What you have to do >> Once the line containing "the loader windshield" is found in the entries below, restate it and each following line word for word, stopping after the line containing "Target: loader tire".

Source information >>
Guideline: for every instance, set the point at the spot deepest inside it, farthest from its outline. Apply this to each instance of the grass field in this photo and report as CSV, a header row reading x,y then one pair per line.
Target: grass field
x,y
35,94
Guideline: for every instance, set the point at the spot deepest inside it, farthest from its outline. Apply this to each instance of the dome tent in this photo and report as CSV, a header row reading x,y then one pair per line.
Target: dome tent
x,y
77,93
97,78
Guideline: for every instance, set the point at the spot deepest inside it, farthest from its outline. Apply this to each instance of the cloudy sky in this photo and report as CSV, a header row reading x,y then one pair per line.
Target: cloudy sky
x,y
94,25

---

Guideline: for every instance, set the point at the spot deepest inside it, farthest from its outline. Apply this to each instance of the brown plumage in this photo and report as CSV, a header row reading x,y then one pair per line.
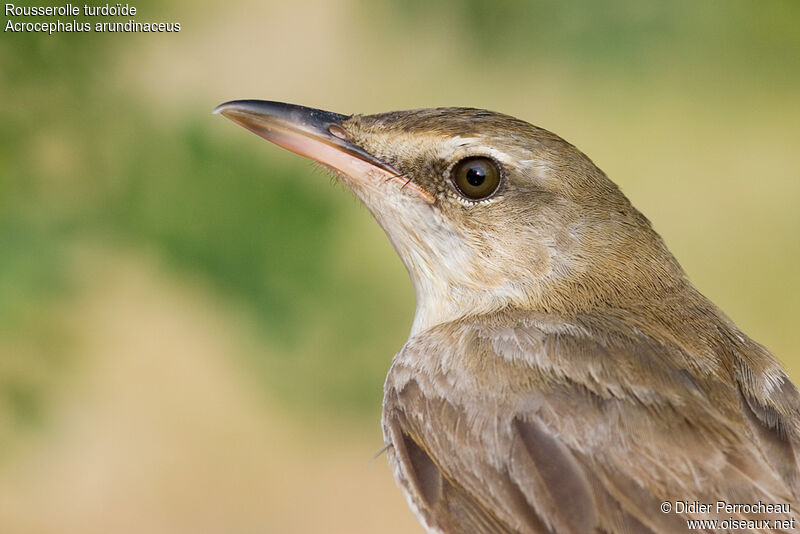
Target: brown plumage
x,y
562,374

--

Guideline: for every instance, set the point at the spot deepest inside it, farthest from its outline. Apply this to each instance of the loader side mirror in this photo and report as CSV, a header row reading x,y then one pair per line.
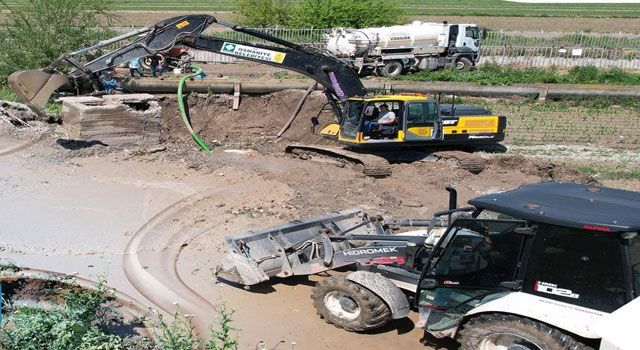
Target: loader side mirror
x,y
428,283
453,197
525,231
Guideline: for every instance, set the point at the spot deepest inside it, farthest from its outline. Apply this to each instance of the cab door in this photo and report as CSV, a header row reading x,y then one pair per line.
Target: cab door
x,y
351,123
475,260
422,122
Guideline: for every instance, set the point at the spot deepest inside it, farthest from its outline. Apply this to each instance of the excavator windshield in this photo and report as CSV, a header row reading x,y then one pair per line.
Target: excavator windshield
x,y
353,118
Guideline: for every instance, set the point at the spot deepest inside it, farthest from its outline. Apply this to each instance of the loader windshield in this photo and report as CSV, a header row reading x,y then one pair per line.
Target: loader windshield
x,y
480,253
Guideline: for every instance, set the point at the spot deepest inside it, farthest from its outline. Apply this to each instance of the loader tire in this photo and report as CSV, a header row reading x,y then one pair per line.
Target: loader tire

Response to this task >>
Guideline: for every instance, set the point at the spot deepest inside it, farthest from its outline. Apply this to each instance of the loader windshield in this photo and report as CSV, a header row reading x,y then one pair per line.
Target: loader windshield
x,y
480,253
Guideline: for every instance, set the point at the spot deepest inside it, farthest from its outline. Apply this to each instance of the loader tire in this photo and report as CSV, a header row reading x,y then one pair per line.
Target: loader tire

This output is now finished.